Task data:
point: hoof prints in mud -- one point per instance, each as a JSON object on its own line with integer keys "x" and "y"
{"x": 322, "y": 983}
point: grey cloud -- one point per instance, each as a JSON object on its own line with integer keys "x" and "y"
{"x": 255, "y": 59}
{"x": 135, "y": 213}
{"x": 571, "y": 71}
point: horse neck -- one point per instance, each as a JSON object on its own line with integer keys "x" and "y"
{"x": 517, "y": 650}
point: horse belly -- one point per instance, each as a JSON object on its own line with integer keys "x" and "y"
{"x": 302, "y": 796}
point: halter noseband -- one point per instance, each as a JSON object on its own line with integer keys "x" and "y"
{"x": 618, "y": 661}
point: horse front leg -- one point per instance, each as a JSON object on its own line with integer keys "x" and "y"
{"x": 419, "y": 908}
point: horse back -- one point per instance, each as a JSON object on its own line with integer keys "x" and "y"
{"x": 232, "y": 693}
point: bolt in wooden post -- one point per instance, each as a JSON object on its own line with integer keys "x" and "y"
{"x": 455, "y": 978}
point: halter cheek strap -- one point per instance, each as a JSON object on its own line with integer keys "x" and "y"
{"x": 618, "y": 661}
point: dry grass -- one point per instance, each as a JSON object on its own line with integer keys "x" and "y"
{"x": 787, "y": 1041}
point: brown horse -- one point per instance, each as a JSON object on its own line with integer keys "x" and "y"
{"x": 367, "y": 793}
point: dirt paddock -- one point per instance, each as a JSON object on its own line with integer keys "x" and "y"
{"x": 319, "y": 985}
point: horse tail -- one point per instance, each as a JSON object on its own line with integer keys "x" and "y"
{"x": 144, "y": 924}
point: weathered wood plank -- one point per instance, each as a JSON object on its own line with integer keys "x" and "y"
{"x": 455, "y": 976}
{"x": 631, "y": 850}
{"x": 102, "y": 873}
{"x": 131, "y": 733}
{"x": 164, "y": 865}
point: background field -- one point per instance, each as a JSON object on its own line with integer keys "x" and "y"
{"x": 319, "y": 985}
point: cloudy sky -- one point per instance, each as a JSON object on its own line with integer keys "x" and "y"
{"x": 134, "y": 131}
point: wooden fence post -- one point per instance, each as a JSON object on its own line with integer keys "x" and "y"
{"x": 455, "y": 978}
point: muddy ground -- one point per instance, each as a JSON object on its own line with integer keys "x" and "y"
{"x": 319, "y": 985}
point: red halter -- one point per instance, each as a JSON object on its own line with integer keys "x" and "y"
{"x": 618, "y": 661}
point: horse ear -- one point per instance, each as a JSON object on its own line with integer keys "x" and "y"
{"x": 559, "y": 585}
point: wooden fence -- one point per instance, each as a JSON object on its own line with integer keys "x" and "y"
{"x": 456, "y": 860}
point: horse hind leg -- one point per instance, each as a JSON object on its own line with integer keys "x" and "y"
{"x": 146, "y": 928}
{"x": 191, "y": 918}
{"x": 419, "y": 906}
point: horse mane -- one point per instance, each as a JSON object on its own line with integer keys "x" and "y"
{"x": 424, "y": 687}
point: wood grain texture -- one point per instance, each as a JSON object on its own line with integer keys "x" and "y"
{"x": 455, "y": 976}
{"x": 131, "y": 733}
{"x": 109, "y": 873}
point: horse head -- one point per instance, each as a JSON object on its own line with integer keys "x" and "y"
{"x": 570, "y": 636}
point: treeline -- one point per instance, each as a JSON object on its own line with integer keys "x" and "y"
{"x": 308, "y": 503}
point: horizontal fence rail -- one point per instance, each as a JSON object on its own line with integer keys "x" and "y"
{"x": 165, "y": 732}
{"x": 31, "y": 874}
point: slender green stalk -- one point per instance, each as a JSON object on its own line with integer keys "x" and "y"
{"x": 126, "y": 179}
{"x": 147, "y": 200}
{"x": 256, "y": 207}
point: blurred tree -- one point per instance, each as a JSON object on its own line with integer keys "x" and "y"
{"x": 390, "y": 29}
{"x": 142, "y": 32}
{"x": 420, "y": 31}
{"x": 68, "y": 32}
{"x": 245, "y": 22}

Problem description:
Write out all the entries above again, swapping "horse" for "pony" wherever it appears and leaving everything else unchanged.

Right answer:
point: hoof prints in mud -- one point per instance, each as a JSON object on its own line with integer keys "x" and "y"
{"x": 322, "y": 983}
point: grey cloud -- one point per instance, each as a JSON object on its own line with integer keys "x" and "y"
{"x": 255, "y": 59}
{"x": 135, "y": 213}
{"x": 571, "y": 71}
point: pony neck -- one point per instance, each as a JSON object on its own line with integer keys "x" and "y"
{"x": 517, "y": 650}
point: pony belly -- one point per instance, each as a JSON object on its own line with integer keys "x" and "y"
{"x": 302, "y": 796}
point: halter noseband -- one point per instance, each as a JSON object on its own line with integer keys "x" and "y"
{"x": 618, "y": 661}
point: pony front leg -- one point per instance, each as a JSON object on its own line with integer keys "x" and "y"
{"x": 419, "y": 908}
point: pony back -- one point per instance, each as a JSON object on its own line with integer keys "x" and "y"
{"x": 232, "y": 693}
point: bolt in wooden post -- one point per instance, each as a JSON object on its own line with integer keys "x" and "y"
{"x": 455, "y": 978}
point: halter cheek strap -- one point per instance, each as a JSON object on its own line with integer keys "x" and "y"
{"x": 618, "y": 661}
point: dry grass -- one point per instance, each as a JSON object on its own line with integer keys "x" and "y"
{"x": 787, "y": 1041}
point: brown pony -- one point per instance, each as a JSON object on its own line with integer keys "x" and "y"
{"x": 367, "y": 793}
point: dirt paddock -- one point per instance, each as a JSON object on its own line with integer keys "x" and "y"
{"x": 319, "y": 985}
point: pony tail -- one point per instance, each as a JSON object on its own line with integer keys "x" and "y"
{"x": 144, "y": 924}
point: weathered wood plank -- one point per instance, each as a JSON object on its own line with integer keys "x" and "y"
{"x": 455, "y": 976}
{"x": 631, "y": 850}
{"x": 102, "y": 873}
{"x": 131, "y": 733}
{"x": 164, "y": 865}
point: background field -- one point per instance, each as a JSON object on its own line with integer keys "x" and "y"
{"x": 319, "y": 985}
point: cloudy sky -- one point per instance, each as a JSON object on its own line with integer keys "x" and "y"
{"x": 134, "y": 131}
point: wooden fence post -- one point per instance, each as a JSON object on its own line with integer keys "x" and "y"
{"x": 455, "y": 978}
point: muddy ground -- one point per instance, each as a JSON object on its own line with integer keys "x" and "y"
{"x": 319, "y": 985}
point: red halter -- one point per instance, each as a JSON object on its own line with integer keys "x" and "y"
{"x": 618, "y": 661}
point: pony ear -- one point per instance, each as a JSON object on its own line with integer keys "x" and "y"
{"x": 559, "y": 585}
point: wooden fence -- one point per instance, each as a JSON object on its own line with integer keys "x" and "y"
{"x": 456, "y": 860}
point: pony hind leg -- one point per instance, each as a JSON object on its own line with integer keys "x" and "y"
{"x": 146, "y": 928}
{"x": 191, "y": 918}
{"x": 419, "y": 906}
point: pony mane -- one point per instance, each as a JSON object on its own line with integer keys "x" and "y"
{"x": 424, "y": 687}
point: wood grain texture -- one point per instance, each as a JSON object on its own line with integer keys "x" and "y"
{"x": 455, "y": 976}
{"x": 131, "y": 733}
{"x": 109, "y": 873}
point: pony head -- one point per instance, each as a JSON object on its own line with integer keys "x" and "y"
{"x": 570, "y": 636}
point: treeline -- one point per instance, each as a JSON object on its own line with integer keys "x" and "y"
{"x": 308, "y": 503}
point: horizontal fence rail -- one point per instance, each as a JSON object on its own line with integer keys "x" and "y"
{"x": 165, "y": 732}
{"x": 31, "y": 874}
point: slender green stalk -- one point per instance, each as a JSON object on its own line with integer keys "x" and "y"
{"x": 126, "y": 179}
{"x": 147, "y": 200}
{"x": 256, "y": 207}
point: blurred tree -- one point per instance, each as a JSON object on its own line with integer keys "x" and "y"
{"x": 390, "y": 29}
{"x": 142, "y": 32}
{"x": 420, "y": 31}
{"x": 68, "y": 32}
{"x": 245, "y": 22}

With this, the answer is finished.